(PROVIDED MATERIAL)

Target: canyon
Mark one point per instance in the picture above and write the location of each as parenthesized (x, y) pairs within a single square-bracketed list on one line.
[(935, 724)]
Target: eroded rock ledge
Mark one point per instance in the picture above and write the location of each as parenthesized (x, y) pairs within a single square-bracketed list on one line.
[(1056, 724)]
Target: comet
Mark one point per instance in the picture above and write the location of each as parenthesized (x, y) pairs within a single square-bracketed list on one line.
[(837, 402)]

(End PROVIDED MATERIAL)

YOUR GOAL: Show every line above in which the word "Target" occurs.

TASK RESULT:
Target: canyon
Target: eroded rock ledge
Target: comet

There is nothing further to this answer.